**Required action:** After locating the line that contains "where's the dorsal" in the following entries, reproduce it and each later line exactly, including the last.

───── Data for analysis

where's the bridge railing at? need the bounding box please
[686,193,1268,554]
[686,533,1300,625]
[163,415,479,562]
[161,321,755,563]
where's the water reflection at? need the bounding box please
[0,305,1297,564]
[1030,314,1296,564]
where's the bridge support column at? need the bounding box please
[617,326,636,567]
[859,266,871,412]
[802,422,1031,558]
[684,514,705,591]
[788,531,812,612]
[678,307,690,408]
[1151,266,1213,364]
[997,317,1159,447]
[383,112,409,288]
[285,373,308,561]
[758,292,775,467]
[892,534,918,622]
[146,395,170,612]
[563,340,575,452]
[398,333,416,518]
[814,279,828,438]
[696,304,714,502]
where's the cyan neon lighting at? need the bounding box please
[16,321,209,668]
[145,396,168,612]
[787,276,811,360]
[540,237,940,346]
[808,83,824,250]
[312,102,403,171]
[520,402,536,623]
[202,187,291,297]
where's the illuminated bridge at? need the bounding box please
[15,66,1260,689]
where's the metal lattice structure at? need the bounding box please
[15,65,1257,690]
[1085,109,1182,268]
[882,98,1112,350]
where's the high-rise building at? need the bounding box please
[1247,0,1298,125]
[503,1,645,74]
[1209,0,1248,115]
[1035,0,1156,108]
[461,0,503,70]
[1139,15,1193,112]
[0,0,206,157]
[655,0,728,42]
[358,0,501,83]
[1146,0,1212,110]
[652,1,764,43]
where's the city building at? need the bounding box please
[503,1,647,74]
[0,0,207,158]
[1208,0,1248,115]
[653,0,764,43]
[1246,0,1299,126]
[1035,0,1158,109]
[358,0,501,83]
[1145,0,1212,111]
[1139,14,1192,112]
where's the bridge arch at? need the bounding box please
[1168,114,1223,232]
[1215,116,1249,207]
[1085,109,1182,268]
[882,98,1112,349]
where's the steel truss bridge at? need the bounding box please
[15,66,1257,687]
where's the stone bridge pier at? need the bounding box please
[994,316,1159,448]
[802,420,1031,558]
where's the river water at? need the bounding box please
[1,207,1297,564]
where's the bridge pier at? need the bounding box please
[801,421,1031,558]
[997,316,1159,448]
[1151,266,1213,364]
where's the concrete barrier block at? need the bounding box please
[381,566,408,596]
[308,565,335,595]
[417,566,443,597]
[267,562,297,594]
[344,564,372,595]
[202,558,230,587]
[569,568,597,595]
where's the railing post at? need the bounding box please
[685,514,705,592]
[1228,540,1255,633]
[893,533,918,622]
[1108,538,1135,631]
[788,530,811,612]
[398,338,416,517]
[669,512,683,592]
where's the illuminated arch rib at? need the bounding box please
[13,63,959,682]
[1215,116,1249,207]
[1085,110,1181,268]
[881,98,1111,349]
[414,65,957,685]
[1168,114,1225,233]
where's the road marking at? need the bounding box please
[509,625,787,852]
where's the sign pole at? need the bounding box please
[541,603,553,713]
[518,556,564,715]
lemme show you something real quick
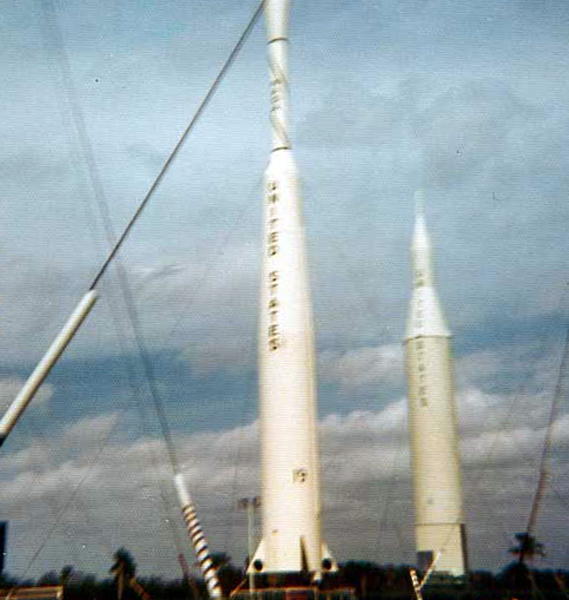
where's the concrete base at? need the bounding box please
[230,580,356,600]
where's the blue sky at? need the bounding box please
[0,0,569,581]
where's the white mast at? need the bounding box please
[0,290,99,446]
[404,190,468,577]
[250,0,334,579]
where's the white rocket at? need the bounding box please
[250,0,335,579]
[404,191,468,577]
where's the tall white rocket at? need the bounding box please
[250,0,334,578]
[404,191,468,577]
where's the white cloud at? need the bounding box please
[4,379,567,579]
[60,412,119,452]
[0,377,54,414]
[319,344,404,391]
[456,341,565,392]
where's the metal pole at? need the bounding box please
[238,497,261,595]
[0,290,99,446]
[248,502,255,596]
[175,474,222,599]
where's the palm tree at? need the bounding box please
[59,566,73,587]
[110,548,137,600]
[509,533,545,563]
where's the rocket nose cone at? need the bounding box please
[412,190,430,247]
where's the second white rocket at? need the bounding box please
[404,191,468,577]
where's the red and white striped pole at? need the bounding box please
[409,569,423,600]
[174,474,222,599]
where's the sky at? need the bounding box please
[0,0,569,582]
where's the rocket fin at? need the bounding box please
[321,542,338,573]
[307,540,337,583]
[247,538,266,574]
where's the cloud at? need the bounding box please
[3,374,568,578]
[179,339,255,378]
[319,344,404,391]
[0,377,54,414]
[415,80,535,188]
[60,412,119,453]
[299,80,404,149]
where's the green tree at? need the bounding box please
[37,571,59,586]
[60,566,74,587]
[509,533,545,563]
[110,548,137,600]
[208,553,241,596]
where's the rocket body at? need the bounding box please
[250,0,333,577]
[404,196,467,577]
[255,149,323,574]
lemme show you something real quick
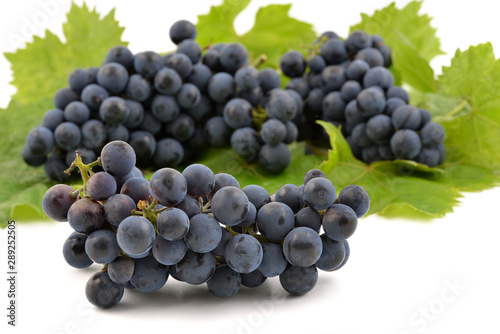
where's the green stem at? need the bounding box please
[251,54,267,69]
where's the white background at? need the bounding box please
[1,1,500,333]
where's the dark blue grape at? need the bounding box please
[204,116,231,147]
[85,271,124,308]
[125,74,151,102]
[337,184,370,217]
[346,59,370,82]
[260,119,287,145]
[85,229,120,264]
[283,227,323,267]
[165,53,193,79]
[182,164,215,198]
[100,140,136,178]
[81,84,109,111]
[362,145,382,163]
[157,208,190,241]
[241,270,267,288]
[185,94,212,123]
[134,51,163,79]
[259,68,281,93]
[320,39,347,65]
[67,198,104,234]
[153,138,184,167]
[54,87,79,110]
[340,80,362,102]
[187,64,212,92]
[266,90,299,122]
[130,253,169,292]
[258,242,287,277]
[275,184,304,213]
[230,127,261,162]
[207,264,241,298]
[177,83,201,109]
[256,202,294,241]
[345,31,371,55]
[117,216,156,257]
[81,120,106,150]
[242,185,270,211]
[303,169,326,185]
[223,98,253,129]
[107,124,129,142]
[363,66,394,90]
[97,62,129,94]
[225,234,263,274]
[416,147,440,167]
[103,194,135,227]
[120,177,149,205]
[165,114,195,142]
[44,154,71,182]
[137,111,162,136]
[68,68,93,93]
[177,40,202,64]
[63,231,92,269]
[25,126,54,156]
[220,43,248,72]
[322,204,358,241]
[42,108,64,131]
[357,87,386,117]
[279,265,318,296]
[22,146,47,166]
[208,72,236,103]
[420,122,445,146]
[308,55,326,73]
[239,202,256,227]
[286,79,310,99]
[392,105,422,130]
[366,114,394,144]
[295,207,322,232]
[175,249,216,284]
[384,97,406,117]
[390,129,422,159]
[419,109,432,126]
[386,86,410,103]
[211,186,249,226]
[280,51,306,78]
[355,47,384,67]
[315,234,346,271]
[305,88,325,113]
[283,121,298,144]
[87,171,117,201]
[259,143,292,173]
[303,177,336,210]
[321,65,346,92]
[149,168,187,206]
[169,20,197,44]
[151,95,180,122]
[54,122,81,150]
[322,91,346,121]
[235,66,260,90]
[378,144,396,160]
[104,46,134,69]
[108,256,134,284]
[153,236,187,266]
[175,195,200,219]
[154,67,182,95]
[184,214,222,253]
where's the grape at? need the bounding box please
[68,68,93,93]
[208,72,236,103]
[259,143,292,173]
[44,154,71,182]
[123,74,150,102]
[303,176,336,211]
[182,164,215,198]
[157,208,190,241]
[363,66,394,90]
[138,111,162,136]
[151,95,180,122]
[129,130,156,163]
[207,264,241,298]
[165,114,195,141]
[202,48,222,72]
[116,216,156,258]
[104,45,133,68]
[100,141,136,178]
[322,204,358,241]
[177,83,201,109]
[63,232,92,269]
[344,100,365,126]
[420,122,446,146]
[108,256,135,284]
[319,39,347,65]
[170,20,197,44]
[175,195,200,218]
[386,86,410,103]
[275,184,304,213]
[384,97,406,117]
[357,87,386,117]
[437,143,446,165]
[152,236,187,266]
[25,126,54,157]
[241,270,267,288]
[416,147,440,167]
[153,138,184,167]
[256,202,294,241]
[64,101,90,125]
[107,124,129,142]
[321,65,346,92]
[362,145,382,163]
[210,173,240,198]
[97,62,129,94]
[185,94,212,123]
[305,88,325,113]
[337,185,370,218]
[211,186,249,226]
[42,108,64,131]
[230,127,261,162]
[211,227,233,257]
[322,91,346,121]
[242,185,270,211]
[81,120,106,149]
[86,272,124,308]
[355,47,384,67]
[87,172,117,201]
[22,146,47,167]
[85,229,120,264]
[346,59,370,82]
[259,68,281,93]
[184,214,222,253]
[54,122,81,151]
[204,116,231,147]
[279,265,318,296]
[185,64,211,93]
[390,129,422,159]
[239,202,257,227]
[345,30,372,55]
[258,242,287,277]
[225,234,263,274]
[266,90,298,122]
[392,105,422,130]
[280,51,306,78]
[103,194,136,227]
[340,80,362,102]
[177,40,202,64]
[223,98,253,129]
[315,234,346,271]
[303,169,326,185]
[165,53,193,79]
[308,55,326,74]
[295,207,322,233]
[134,51,163,79]
[81,84,109,110]
[149,168,187,206]
[154,67,181,95]
[54,87,79,110]
[220,43,248,72]
[260,119,287,145]
[283,227,323,267]
[283,121,298,144]
[130,253,169,292]
[41,188,76,225]
[175,249,216,285]
[235,66,260,90]
[366,114,394,144]
[67,198,104,234]
[378,144,396,160]
[419,109,432,126]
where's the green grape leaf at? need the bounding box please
[144,142,324,194]
[0,3,126,226]
[350,1,442,92]
[4,3,126,104]
[196,1,316,69]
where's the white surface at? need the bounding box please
[1,0,500,333]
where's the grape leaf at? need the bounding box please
[196,1,316,69]
[4,3,126,105]
[0,3,127,227]
[144,142,323,194]
[350,1,442,92]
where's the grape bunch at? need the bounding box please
[42,140,370,308]
[22,20,303,179]
[281,30,446,167]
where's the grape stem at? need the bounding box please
[64,152,102,198]
[251,54,267,69]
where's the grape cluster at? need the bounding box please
[282,30,446,167]
[23,20,303,179]
[42,140,369,308]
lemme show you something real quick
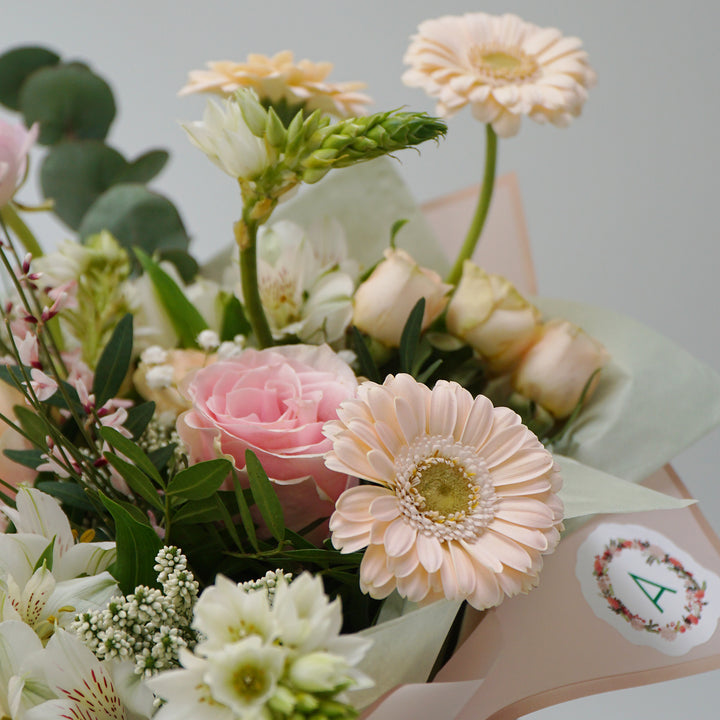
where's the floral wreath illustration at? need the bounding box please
[592,537,708,640]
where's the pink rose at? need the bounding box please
[0,120,38,208]
[177,344,358,534]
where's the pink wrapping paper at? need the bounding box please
[359,179,720,719]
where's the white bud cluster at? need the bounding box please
[71,546,199,677]
[239,568,292,604]
[138,415,186,465]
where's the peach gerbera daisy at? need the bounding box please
[402,13,596,137]
[325,374,563,610]
[180,51,371,118]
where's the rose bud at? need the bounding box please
[513,319,610,418]
[446,261,541,373]
[352,248,451,347]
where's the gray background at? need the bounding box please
[3,1,719,716]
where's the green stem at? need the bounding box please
[0,204,43,257]
[446,124,498,285]
[238,214,274,349]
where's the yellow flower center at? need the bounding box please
[413,459,475,520]
[468,46,539,82]
[233,664,268,700]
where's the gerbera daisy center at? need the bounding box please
[413,459,474,518]
[467,45,539,82]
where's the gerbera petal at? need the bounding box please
[416,533,445,573]
[383,517,417,557]
[428,381,459,437]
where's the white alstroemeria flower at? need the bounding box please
[23,628,154,720]
[192,574,275,653]
[273,573,372,679]
[247,218,356,344]
[0,621,53,719]
[183,94,273,181]
[0,488,118,636]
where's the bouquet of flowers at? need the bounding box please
[0,11,717,720]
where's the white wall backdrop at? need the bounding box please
[3,1,720,717]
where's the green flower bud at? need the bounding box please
[235,88,268,137]
[266,107,288,148]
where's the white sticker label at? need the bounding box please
[576,523,720,656]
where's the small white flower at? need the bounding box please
[183,93,273,180]
[197,329,220,351]
[140,345,169,365]
[145,364,175,390]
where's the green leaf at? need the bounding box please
[13,405,51,446]
[135,248,208,348]
[3,448,43,469]
[171,497,223,525]
[389,218,409,249]
[231,469,259,552]
[213,493,244,552]
[0,46,60,110]
[147,444,177,474]
[166,458,231,500]
[99,492,162,594]
[124,402,156,440]
[35,481,94,511]
[158,249,199,284]
[20,64,115,145]
[219,292,251,341]
[33,537,55,572]
[40,141,127,229]
[104,453,164,512]
[399,297,425,375]
[116,149,169,184]
[351,326,381,384]
[245,450,285,543]
[78,184,190,256]
[98,426,163,486]
[93,314,133,407]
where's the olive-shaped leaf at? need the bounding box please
[41,140,127,229]
[0,46,60,110]
[20,64,116,145]
[78,183,190,255]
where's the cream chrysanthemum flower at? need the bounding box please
[402,13,596,137]
[180,51,372,118]
[325,374,563,610]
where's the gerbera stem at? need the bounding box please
[446,124,498,285]
[237,212,274,349]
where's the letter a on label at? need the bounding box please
[629,573,677,613]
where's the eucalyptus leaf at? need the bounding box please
[79,184,190,256]
[166,459,232,500]
[135,248,208,348]
[93,313,133,407]
[158,249,199,284]
[0,46,60,111]
[116,149,169,184]
[245,450,285,543]
[20,63,115,145]
[40,141,126,229]
[99,492,162,594]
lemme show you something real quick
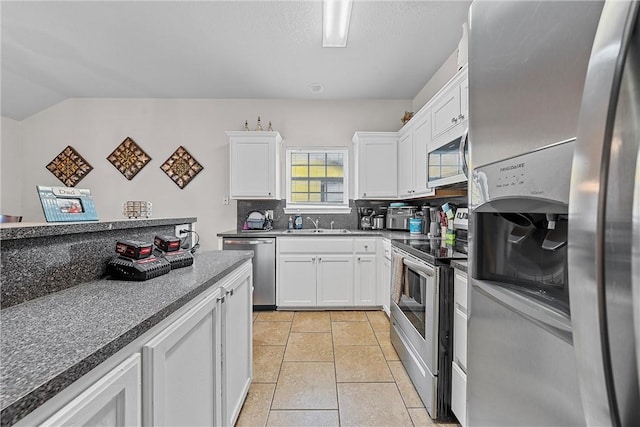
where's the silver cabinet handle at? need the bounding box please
[458,114,465,121]
[227,289,234,296]
[318,257,322,263]
[451,117,457,123]
[403,258,435,277]
[224,240,273,245]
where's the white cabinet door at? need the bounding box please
[353,132,398,199]
[42,355,141,427]
[354,254,377,306]
[228,131,281,199]
[451,361,467,427]
[221,268,253,426]
[412,112,435,197]
[397,130,414,198]
[278,254,317,307]
[143,290,221,427]
[431,83,461,141]
[317,255,354,306]
[452,267,468,427]
[377,239,392,315]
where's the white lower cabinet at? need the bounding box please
[377,239,392,315]
[19,262,253,427]
[452,266,468,427]
[354,238,377,306]
[221,268,253,427]
[143,288,222,427]
[278,255,318,306]
[317,255,354,306]
[277,237,381,309]
[41,354,141,427]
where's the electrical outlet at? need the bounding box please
[175,224,190,238]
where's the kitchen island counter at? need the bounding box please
[0,250,252,425]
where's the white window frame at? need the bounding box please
[284,147,351,214]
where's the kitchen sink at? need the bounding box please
[281,228,351,234]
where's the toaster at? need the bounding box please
[386,207,417,230]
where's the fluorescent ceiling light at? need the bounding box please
[323,0,353,47]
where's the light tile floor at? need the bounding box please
[236,310,461,427]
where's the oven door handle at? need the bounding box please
[402,258,435,277]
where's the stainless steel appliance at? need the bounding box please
[386,206,417,230]
[358,207,374,230]
[390,239,466,421]
[568,2,640,425]
[223,237,275,310]
[372,215,385,230]
[468,1,640,426]
[427,129,469,188]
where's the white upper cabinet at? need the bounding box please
[353,132,398,199]
[397,127,415,198]
[227,131,282,199]
[430,66,469,144]
[397,109,436,199]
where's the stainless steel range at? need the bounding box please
[390,239,466,421]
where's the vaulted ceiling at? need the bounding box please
[1,1,471,121]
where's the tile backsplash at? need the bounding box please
[236,196,467,231]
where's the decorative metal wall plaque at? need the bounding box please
[107,137,151,180]
[160,146,203,189]
[46,146,93,187]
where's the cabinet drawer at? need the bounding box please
[451,361,467,427]
[454,306,467,370]
[454,269,468,312]
[278,238,353,253]
[354,239,377,254]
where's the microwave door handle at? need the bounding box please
[459,127,469,178]
[402,258,435,277]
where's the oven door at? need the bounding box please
[391,251,439,373]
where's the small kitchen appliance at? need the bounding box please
[372,215,386,230]
[386,206,417,230]
[358,207,375,230]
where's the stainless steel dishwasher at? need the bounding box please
[222,237,275,310]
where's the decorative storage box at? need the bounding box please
[123,201,152,218]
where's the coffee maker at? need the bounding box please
[358,207,375,230]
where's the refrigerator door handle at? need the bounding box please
[568,2,640,426]
[634,148,640,397]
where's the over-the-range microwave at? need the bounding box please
[427,128,469,188]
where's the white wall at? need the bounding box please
[412,50,459,113]
[17,98,410,250]
[1,116,23,216]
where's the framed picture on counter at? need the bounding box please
[36,185,99,222]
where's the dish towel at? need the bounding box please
[391,253,404,304]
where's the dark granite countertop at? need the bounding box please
[451,260,469,273]
[0,217,196,241]
[217,228,421,240]
[0,250,252,425]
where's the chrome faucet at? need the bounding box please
[330,221,335,230]
[307,217,320,230]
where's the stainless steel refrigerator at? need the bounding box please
[467,1,639,426]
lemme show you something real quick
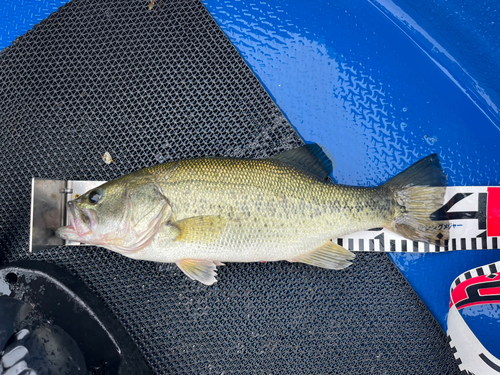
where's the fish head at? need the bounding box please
[56,175,171,254]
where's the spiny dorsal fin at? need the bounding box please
[289,241,355,270]
[271,143,335,180]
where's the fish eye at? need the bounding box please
[88,190,102,204]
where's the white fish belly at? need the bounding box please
[126,233,331,263]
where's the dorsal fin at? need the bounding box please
[271,143,335,180]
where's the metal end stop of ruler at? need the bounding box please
[29,178,105,253]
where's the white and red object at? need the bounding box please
[448,261,500,374]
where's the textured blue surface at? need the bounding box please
[390,251,500,328]
[460,304,500,358]
[199,0,500,329]
[0,0,68,50]
[2,0,500,333]
[390,0,500,124]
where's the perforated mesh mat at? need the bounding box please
[0,0,460,373]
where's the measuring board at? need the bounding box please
[30,180,500,252]
[333,186,500,253]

──────────

**Solution to the problem:**
where's the dorsal fin at? need the bounding box please
[271,143,335,180]
where's the metal end stop of ruler at? need the bounding box please
[29,178,105,253]
where's the white and red object at? need the bounding box please
[448,261,500,374]
where's the textured blue surface at? need the bounding box please
[390,251,500,328]
[460,304,500,358]
[199,0,500,329]
[0,0,68,50]
[2,0,500,333]
[390,0,500,124]
where's the perforated mesh mat at? need the bounding box please
[0,0,460,373]
where's the measuring board at? need the bounding box please
[30,180,500,252]
[333,186,500,253]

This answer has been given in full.